# Selected text:
□ □ □ □




  First attempt was made on green glass.  When I saw it after clearing in fixer, I wasn’t convinced that it’s the best I could do, so went for the purple one.  Satisfied with that outcome, I turned my attention back to green plate, and figured out how it needed to be finished in order to make me happy.  Ambrotypes on colored glass, traditionally known as ‘ruby glass’ ambrotypes no matter what color glass is actually used, have an interesting quality.   When you lay them down on a table or anything darker than medium grey, they look almost perfectly like a tintype, or usual black-backed ambrotypes.  Some cast may remain, especially under strong lighting, and you can see a bit of it in the purple plate above.  When you back them up with black, almost no color comes bath through, but put something white behind them and you get a great duochrome effect.  Green is a color often associated with disease, and all the collodion artifacts that appeared around me in first plate seemed reminiscent of swirls of air, laden with Covid particles, ready to envelop and attack me.  To create the above affect, green ambrotype was backed with white mat board, and the area I wanted to have no color was painted black. 

  I was really happy with how both plates came out, and was even happier when, while picking up the loaned mask, Justin saw the purple one and purchased it on the spot.   In fact, he liked it so much that he wanted to see how he would look in similar setting and on larger 8x10 plate.  A few days later, tintype below was born. 



  Meanwhile the virus raged on. It was not long until worldwide death toll reached 100.000.  Justin had been collecting newspapers with large pandemic-related headlines, and suggested making a plate with the paper from the day this grim milestone was reached.  Bus stop location was selected to represent the old mundane routine in a new way.  Tintypes are always laterally reversed, so writing there is backwards, and that adds another small part to the surreal situation we all found ourselves in.
□ □ □ □
# Data for analysis:
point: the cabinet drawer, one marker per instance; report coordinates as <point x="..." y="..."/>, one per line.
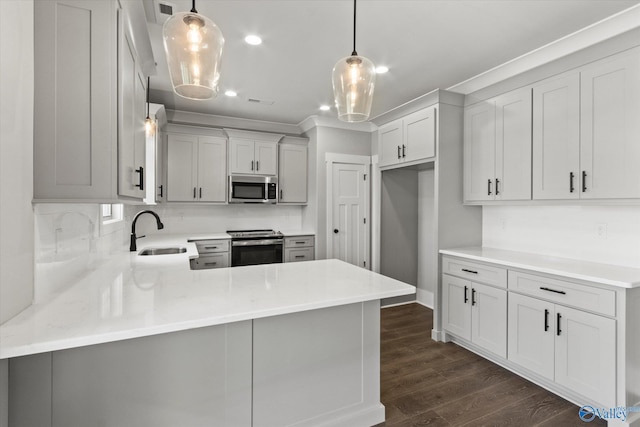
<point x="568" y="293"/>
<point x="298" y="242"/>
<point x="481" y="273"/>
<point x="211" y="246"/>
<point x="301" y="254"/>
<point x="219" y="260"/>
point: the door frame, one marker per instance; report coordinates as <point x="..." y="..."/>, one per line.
□ □ □ □
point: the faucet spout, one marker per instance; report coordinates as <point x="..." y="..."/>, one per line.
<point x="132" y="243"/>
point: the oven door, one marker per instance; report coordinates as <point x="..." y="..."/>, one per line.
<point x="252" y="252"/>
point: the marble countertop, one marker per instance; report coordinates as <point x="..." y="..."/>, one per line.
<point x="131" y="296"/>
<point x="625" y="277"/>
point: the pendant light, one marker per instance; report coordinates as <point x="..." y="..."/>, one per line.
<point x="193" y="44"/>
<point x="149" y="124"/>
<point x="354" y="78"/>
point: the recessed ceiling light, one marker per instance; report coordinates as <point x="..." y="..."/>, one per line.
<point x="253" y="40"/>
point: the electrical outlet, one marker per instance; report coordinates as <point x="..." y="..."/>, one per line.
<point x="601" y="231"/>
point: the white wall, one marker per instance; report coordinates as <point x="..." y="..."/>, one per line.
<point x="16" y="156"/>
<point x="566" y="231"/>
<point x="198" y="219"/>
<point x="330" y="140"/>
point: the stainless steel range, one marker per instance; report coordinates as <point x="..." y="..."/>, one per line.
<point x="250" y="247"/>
□ □ □ □
# Exercise details:
Copy the passage of the text on the glass and tin plates from "I was really" to "found ourselves in." word for word.

# Result below:
I was really happy with how both plates came out, and was even happier when, while picking up the loaned mask, Justin saw the purple one and purchased it on the spot.   In fact, he liked it so much that he wanted to see how he would look in similar setting and on larger 8x10 plate.  A few days later, tintype below was born. 



  Meanwhile the virus raged on. It was not long until worldwide death toll reached 100.000.  Justin had been collecting newspapers with large pandemic-related headlines, and suggested making a plate with the paper from the day this grim milestone was reached.  Bus stop location was selected to represent the old mundane routine in a new way.  Tintypes are always laterally reversed, so writing there is backwards, and that adds another small part to the surreal situation we all found ourselves in.